# TO DO:
1. Answer these from the wiki-rag build log:
(a) What kind of service is wiki-rag?
(b) Which notes is it currently pointed at?
(c) What HTTP method and path does its single API call use?
2. Rewrite a passage of the wiki-rag build log with "FastAPI" swapped for "Flask". Start at the words "I have a big" and end after "or HTML, whatever).".
3. According to the wiki-rag build log, why is the model instructed to cite the filename inline in its answers?

# PAGE EXCERPT:
....................
I have a big pile of notes. Years of them, mostly in Obsidian, and a good chunk are Rust learning notes I keep going back to. The problem with a big pile of notes is that searching them is keyword search, and half the time I don't remember the keyword, I remember the idea. So this I built a tiny RAG app that lets me just ask my notes a question in plain English and get an answer back, with citations pointing at the exact files the answer came from.
I called it wiki-rag. It's a small FastAPI service: you point it at a folder of notes, it reads them, and then you can ask it things. Right now I have it pointed at my Rust notes, but it'll happily eat any folder of markdown (or PDFs, or HTML, whatever).
So even though I built it to talk to my own notes, the same thing works for a lot of other piles of text. Product docs or an internal wiki or API references, where you just want a quick answer instead of going through pages. A general knowledge base for a team or an org. A folder of research papers. A customer support pipeline answering from your help docs. Honestly any pile of notes where the answer is in there somewhere and you'd rather just ask than go hunting.
I write up most of the things I build, partly because teaching forces me to actually understand what I made, and also because I want to remember the decisions later. So this is that writeup. It's a bit of a build log.

What it actually does
There's a web UI (a textarea, answers rendered as markdown, a ChatGPT-style sidebar of past chats):
Under the hood the whole thing is one API call:
POST /query { "question": "what are the three rules of ownership in rust?" }
{
"answer": "1. Each value has a variable called its owner. 2. There can
only be one owner at a time. 3. When the owner goes out of
scope, the value is dropped [rust 8 - ownership OBRM.md].",
"sources": ["rust 8 - ownership OBRM.md", "rust 9 - ownership.md"]
}
That [rust 8 - ownership OBRM.md] in the answer is the bit I care about most. RAG only earns trust if it tells you where it got the answer, so the model is instructed to cite the filename inline, and the sources array lists every file the retrieved chunks came from.
....................
# RECORDS SHOWN:
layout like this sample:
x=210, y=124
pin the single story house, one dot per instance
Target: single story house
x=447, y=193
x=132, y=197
....................
# ANSWERS PROVIDED:
1.
(a) A small FastAPI service.
(b) The author's Rust notes.
(c) POST /query.

2.
I have a big pile of notes. Years of them, mostly in Obsidian, and a good chunk are Rust learning notes I keep going back to. The problem with a big pile of notes is that searching them is keyword search, and half the time I don't remember the keyword, I remember the idea. So this I built a tiny RAG app that lets me just ask my notes a question in plain English and get an answer back, with citations pointing at the exact files the answer came from.
I called it wiki-rag. It's a small Flask service: you point it at a folder of notes, it reads them, and then you can ask it things. Right now I have it pointed at my Rust notes, but it'll happily eat any folder of markdown (or PDFs, or HTML, whatever).

3. The text says RAG only earns trust if it tells you where it got the answer. Citing the filename inline shows the exact file the answer came from.